(Entries from a point annotation set)
-- BEGIN --
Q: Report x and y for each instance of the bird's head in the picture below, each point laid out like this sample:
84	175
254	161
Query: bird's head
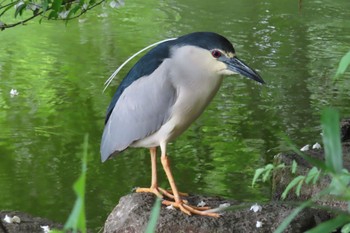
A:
212	52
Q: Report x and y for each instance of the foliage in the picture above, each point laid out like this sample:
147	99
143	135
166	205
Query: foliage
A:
48	9
332	167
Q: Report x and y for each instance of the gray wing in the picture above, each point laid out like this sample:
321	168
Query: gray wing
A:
141	110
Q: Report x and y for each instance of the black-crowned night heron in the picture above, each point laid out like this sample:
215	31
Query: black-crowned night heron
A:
164	92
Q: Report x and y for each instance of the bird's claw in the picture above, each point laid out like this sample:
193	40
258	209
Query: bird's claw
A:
189	210
160	192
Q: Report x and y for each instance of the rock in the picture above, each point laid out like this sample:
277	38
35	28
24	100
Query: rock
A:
132	214
28	223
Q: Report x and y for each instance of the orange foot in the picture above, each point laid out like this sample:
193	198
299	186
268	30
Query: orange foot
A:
189	210
159	192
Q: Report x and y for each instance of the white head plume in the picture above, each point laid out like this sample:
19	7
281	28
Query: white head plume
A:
109	80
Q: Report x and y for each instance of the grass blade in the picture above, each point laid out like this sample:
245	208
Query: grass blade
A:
343	65
330	225
76	220
331	140
290	218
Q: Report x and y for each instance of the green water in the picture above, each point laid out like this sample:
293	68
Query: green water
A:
59	73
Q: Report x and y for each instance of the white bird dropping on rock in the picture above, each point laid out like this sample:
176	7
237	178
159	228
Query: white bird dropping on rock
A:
13	92
305	148
170	207
46	229
201	204
16	219
316	146
255	207
258	224
7	219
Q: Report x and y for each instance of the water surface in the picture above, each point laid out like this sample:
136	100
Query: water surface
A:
59	73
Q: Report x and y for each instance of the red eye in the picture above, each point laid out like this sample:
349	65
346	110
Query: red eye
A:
216	53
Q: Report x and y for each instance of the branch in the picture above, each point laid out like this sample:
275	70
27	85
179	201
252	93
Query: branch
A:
4	26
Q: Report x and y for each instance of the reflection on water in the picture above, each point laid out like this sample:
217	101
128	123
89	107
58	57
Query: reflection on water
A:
59	72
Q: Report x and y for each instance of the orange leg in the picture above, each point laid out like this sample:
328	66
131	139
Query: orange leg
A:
159	192
179	203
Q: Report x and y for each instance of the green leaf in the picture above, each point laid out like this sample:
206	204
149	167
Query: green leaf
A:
294	166
293	183
331	140
52	15
77	220
290	218
346	228
152	224
268	169
330	225
56	5
45	5
20	8
311	175
343	65
257	174
298	188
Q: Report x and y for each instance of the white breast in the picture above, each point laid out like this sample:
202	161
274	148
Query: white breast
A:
196	86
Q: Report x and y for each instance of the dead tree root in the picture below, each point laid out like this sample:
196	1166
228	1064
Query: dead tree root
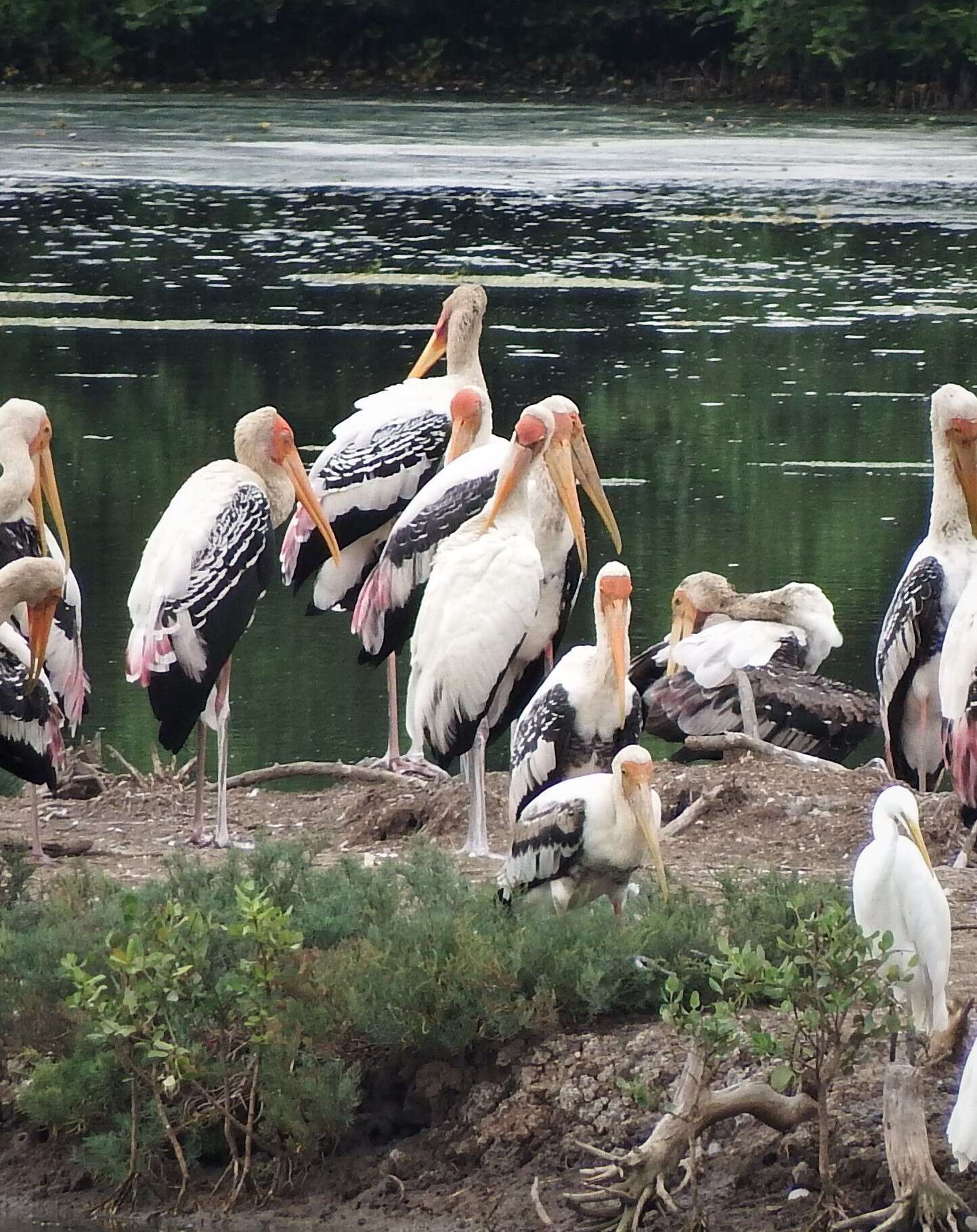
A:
626	1185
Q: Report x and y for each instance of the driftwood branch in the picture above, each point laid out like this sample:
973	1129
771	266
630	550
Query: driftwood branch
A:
620	1191
922	1199
699	807
732	742
317	769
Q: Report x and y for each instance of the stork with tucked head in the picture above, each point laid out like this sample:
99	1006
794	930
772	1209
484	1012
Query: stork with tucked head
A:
587	708
209	561
586	837
481	600
912	639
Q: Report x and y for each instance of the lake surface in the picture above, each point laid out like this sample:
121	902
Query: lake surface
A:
751	311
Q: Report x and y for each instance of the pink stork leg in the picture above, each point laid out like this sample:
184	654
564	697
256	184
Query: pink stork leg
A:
222	706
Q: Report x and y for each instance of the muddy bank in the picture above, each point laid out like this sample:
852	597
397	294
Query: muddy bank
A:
458	1145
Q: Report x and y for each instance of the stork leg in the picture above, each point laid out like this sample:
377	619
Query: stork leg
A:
37	851
477	841
413	762
222	838
747	706
201	776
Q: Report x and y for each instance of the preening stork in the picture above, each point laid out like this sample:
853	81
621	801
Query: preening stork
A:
894	890
31	744
389	599
909	658
206	565
587	710
961	1131
383	456
586	837
691	683
28	478
479	606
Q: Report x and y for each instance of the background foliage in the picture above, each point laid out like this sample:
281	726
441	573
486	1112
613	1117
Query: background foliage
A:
827	48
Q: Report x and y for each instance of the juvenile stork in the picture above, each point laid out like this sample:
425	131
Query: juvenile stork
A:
894	890
479	604
389	601
587	710
31	744
206	565
383	456
909	658
729	652
586	837
28	478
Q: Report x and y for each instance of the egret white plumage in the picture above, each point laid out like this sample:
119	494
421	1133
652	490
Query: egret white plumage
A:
894	890
961	1130
383	456
586	837
206	565
587	708
479	604
909	654
28	478
31	744
690	683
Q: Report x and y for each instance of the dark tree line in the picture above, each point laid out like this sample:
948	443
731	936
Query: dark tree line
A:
896	51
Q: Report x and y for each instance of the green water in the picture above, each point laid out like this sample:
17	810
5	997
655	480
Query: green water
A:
751	320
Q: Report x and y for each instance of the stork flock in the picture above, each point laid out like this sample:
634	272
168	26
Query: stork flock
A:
430	531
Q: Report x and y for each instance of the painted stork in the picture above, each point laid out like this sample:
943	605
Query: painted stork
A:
586	837
565	564
894	890
957	690
206	565
389	599
31	744
28	478
383	456
587	710
479	604
762	650
909	658
961	1130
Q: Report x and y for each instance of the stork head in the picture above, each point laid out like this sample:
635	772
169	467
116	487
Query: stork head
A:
28	422
469	409
897	809
695	598
632	771
461	320
265	442
613	615
954	417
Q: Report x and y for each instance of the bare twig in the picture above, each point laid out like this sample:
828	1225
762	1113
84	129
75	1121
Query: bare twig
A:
693	812
738	741
538	1204
316	769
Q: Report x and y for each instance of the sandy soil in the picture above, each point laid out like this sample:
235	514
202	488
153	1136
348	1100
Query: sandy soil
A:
491	1124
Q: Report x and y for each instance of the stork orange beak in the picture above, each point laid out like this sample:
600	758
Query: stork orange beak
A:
963	438
292	465
586	469
683	624
560	465
433	352
40	619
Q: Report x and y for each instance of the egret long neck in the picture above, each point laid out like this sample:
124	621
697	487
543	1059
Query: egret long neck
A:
18	478
948	510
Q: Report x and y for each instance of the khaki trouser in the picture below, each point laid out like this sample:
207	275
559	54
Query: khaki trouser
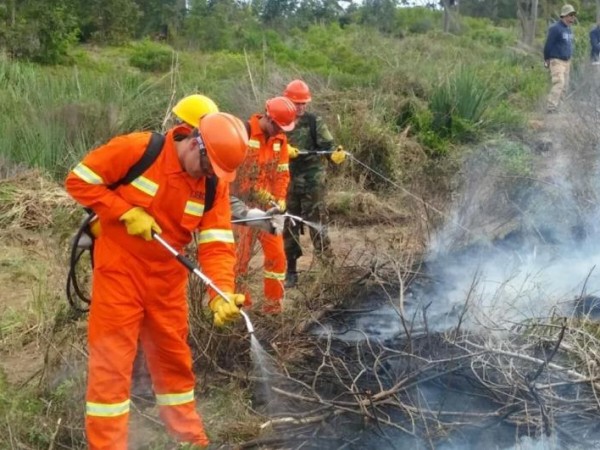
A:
559	72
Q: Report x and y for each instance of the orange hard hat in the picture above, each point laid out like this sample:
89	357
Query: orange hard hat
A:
282	111
226	141
297	91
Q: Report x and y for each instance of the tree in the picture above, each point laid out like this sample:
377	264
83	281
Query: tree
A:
451	15
527	14
108	21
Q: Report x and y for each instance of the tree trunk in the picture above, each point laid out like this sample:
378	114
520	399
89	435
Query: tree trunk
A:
527	14
451	22
13	13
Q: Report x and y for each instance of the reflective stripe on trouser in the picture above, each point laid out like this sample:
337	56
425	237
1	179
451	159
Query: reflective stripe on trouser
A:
132	299
559	73
273	265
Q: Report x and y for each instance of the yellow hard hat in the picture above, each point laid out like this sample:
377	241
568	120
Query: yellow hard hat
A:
192	108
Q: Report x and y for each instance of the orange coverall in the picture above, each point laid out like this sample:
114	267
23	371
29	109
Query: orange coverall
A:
266	168
139	289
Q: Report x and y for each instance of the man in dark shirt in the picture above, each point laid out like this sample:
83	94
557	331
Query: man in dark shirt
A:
557	55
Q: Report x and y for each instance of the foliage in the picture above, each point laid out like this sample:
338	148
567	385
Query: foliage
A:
151	56
43	34
458	105
108	21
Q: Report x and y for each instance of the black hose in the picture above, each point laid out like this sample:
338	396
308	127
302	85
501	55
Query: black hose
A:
75	294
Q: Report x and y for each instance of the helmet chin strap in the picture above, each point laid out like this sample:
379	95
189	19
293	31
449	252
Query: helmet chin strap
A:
205	163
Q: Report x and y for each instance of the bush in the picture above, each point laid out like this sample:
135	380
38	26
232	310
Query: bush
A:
458	106
151	56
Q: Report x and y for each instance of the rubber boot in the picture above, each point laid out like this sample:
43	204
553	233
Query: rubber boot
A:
291	275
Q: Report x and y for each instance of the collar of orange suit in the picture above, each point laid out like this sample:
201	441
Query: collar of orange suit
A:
256	131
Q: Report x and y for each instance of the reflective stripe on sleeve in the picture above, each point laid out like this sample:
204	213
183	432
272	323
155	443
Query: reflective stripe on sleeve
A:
107	409
207	236
175	399
194	208
87	174
145	185
275	275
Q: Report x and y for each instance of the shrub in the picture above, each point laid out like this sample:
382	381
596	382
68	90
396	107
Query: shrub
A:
458	105
151	56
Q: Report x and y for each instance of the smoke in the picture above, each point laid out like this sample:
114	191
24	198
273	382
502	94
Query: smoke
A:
523	239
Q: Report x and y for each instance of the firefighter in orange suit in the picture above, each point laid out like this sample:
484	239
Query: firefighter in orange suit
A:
139	289
263	181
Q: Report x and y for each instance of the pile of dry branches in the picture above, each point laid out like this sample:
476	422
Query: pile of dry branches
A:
28	201
537	379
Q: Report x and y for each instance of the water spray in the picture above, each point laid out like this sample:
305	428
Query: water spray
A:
193	268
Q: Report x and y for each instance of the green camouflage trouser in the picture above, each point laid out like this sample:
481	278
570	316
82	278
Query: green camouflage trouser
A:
307	202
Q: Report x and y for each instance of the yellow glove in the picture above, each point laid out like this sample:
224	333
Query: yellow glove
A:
293	152
264	197
339	155
226	310
281	205
140	223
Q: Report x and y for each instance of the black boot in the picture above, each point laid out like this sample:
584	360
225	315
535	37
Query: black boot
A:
291	275
291	279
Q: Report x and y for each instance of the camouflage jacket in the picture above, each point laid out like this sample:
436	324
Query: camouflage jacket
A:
308	170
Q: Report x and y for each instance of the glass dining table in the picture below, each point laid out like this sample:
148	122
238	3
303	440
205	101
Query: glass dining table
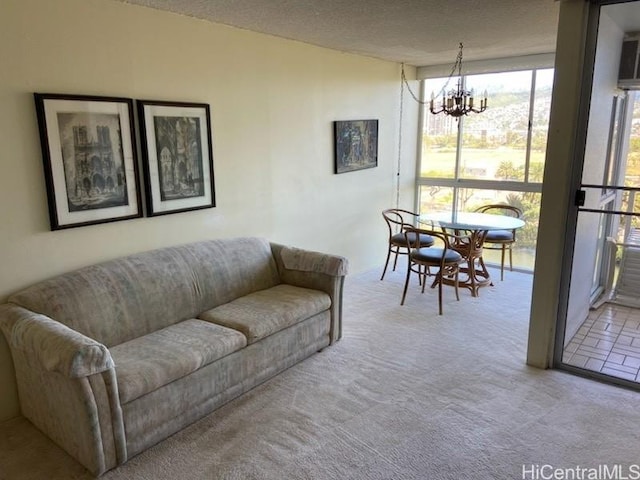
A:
472	228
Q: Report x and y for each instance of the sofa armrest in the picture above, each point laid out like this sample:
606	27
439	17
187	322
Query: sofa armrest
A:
309	261
320	271
55	346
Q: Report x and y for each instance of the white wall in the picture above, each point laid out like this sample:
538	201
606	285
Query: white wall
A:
557	193
604	88
272	102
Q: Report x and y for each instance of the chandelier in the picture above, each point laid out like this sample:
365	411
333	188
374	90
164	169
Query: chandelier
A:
457	102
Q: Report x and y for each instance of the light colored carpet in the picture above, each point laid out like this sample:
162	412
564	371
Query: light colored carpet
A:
406	394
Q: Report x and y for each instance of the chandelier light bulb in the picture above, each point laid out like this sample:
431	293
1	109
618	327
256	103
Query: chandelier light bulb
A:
458	102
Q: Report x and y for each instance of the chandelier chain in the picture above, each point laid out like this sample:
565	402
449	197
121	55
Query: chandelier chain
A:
457	65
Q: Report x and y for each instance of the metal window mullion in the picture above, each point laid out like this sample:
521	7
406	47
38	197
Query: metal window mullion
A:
419	156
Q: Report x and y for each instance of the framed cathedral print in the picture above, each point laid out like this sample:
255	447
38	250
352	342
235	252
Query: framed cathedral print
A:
356	145
178	158
89	157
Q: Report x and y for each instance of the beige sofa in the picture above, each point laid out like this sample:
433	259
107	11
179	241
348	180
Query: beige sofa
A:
113	358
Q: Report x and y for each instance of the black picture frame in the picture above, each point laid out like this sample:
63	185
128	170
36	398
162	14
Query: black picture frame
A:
356	145
177	154
89	158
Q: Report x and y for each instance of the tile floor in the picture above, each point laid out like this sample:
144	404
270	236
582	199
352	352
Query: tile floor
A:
608	342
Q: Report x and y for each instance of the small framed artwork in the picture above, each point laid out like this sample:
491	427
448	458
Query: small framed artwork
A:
178	158
89	158
356	145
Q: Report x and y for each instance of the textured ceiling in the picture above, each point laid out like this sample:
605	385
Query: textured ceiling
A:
416	32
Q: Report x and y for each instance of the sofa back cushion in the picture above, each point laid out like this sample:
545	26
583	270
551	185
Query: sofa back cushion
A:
122	299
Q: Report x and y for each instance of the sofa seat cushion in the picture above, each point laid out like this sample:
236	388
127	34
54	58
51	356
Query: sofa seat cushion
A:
147	363
265	312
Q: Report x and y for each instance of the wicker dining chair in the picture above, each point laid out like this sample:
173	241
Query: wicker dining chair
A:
502	240
440	261
397	220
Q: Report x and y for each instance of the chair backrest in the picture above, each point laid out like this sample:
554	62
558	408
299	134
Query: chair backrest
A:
445	239
501	209
397	219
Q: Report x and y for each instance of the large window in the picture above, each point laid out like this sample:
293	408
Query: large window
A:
493	157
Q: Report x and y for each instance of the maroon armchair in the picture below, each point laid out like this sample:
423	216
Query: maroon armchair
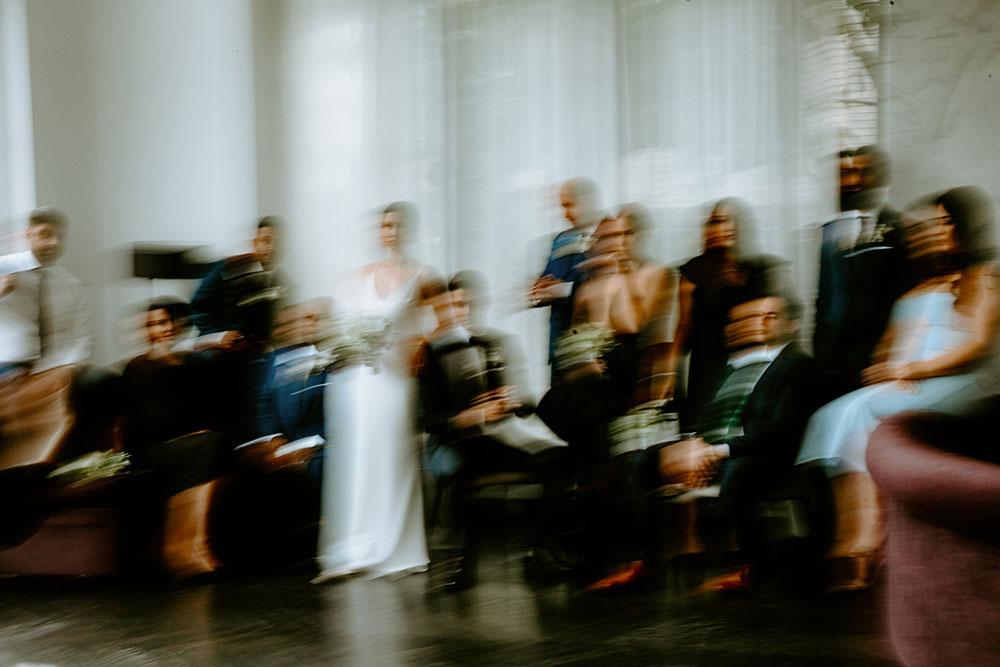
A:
943	537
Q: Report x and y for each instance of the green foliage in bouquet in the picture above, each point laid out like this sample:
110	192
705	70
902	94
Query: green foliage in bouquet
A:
355	338
95	465
583	344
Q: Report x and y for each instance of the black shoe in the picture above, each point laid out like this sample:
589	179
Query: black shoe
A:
540	565
459	574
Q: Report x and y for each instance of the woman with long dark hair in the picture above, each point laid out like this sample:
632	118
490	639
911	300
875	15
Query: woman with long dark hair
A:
938	330
711	284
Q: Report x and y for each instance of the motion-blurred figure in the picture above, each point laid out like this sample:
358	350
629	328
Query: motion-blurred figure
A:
290	393
373	518
45	337
169	427
624	304
861	264
711	284
237	300
470	397
234	309
939	330
581	201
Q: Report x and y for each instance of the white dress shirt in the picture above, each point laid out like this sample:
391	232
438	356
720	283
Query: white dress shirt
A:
69	338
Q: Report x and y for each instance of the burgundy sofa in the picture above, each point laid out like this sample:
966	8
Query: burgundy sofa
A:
943	563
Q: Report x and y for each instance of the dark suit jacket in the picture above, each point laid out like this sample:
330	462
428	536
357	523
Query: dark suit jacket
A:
857	288
453	375
237	294
566	253
291	404
775	414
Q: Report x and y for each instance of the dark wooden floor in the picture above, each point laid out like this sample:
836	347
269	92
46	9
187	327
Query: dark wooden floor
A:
283	620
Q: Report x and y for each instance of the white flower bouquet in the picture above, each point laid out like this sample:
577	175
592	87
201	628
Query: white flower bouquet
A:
641	428
582	345
354	339
95	465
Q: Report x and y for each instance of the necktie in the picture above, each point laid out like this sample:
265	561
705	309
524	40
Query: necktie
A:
43	313
867	227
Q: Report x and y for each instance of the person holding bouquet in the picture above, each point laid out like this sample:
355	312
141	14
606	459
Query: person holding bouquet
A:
372	507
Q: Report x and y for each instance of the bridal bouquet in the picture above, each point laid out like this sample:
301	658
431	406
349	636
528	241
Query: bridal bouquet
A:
354	339
582	345
95	465
641	428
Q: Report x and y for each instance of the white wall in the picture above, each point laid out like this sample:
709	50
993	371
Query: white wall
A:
944	107
144	131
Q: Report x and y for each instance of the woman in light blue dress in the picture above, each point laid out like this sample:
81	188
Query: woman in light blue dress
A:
937	332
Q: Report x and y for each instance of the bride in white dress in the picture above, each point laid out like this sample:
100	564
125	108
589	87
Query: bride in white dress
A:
372	505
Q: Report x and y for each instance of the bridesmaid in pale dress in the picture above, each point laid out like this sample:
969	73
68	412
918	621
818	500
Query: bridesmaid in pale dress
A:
937	332
372	504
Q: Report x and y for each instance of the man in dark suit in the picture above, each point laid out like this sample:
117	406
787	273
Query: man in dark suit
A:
291	388
751	430
472	400
234	309
580	199
861	271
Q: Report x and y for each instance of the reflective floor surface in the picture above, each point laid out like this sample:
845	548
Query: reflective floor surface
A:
283	620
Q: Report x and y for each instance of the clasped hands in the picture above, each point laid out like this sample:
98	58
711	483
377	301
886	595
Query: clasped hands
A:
691	463
889	371
545	290
488	407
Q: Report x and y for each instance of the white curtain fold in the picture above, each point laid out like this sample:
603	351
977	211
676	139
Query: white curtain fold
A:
17	166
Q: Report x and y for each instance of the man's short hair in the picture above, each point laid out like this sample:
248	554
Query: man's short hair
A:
177	308
47	215
880	163
270	222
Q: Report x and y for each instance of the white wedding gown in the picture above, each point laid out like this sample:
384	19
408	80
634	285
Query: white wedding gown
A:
372	503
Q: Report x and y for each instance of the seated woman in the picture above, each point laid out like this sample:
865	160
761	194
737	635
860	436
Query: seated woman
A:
167	428
629	297
937	331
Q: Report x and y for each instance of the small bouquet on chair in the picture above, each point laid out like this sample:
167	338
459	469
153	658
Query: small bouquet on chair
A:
95	465
642	427
583	346
354	339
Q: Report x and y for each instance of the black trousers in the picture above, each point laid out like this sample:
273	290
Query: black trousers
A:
469	459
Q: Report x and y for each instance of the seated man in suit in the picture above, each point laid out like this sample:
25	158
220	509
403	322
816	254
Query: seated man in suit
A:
290	392
861	271
169	427
750	431
234	308
470	403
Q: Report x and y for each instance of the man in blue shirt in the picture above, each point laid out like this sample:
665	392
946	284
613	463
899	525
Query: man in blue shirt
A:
581	200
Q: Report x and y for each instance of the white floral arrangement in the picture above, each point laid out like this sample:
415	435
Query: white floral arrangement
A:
95	465
582	345
354	339
641	428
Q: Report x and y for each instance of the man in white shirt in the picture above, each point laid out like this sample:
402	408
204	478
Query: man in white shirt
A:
45	336
862	265
44	322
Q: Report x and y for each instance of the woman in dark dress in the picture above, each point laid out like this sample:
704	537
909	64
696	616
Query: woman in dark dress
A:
167	428
711	284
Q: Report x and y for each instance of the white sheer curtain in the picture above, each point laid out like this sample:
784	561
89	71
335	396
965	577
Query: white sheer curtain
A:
17	167
477	110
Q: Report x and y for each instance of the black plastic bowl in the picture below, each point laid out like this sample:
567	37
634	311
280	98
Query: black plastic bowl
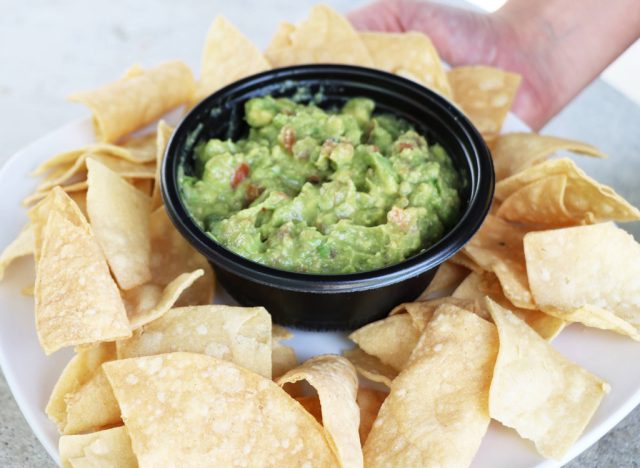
-- END --
WORK TO COMPLETE
Tally the lines of the material above that contain the string "person", treating case as significant. Give only the number.

EXERCISE ANSWER
2